What you will do:
Transcribe the listing below line for line, leaving the pictures out of your copy.

___ Excerpted data ___

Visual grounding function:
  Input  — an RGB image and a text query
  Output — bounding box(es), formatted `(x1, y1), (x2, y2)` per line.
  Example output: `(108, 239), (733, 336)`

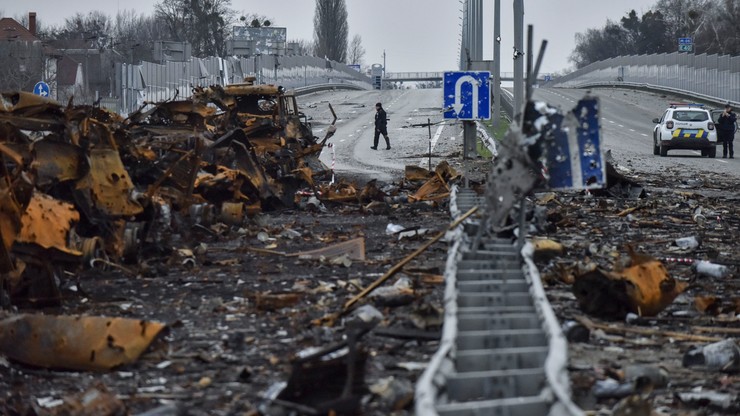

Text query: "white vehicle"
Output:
(653, 103), (717, 157)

___

Written solution:
Visual grounding function:
  Input  — an RGB image and a text query
  Output — bounding box(es), formatted `(x1, y1), (x2, y2)` per line.
  Example output: `(108, 239), (733, 336)`


Text query: "white vehicle"
Output:
(653, 103), (717, 157)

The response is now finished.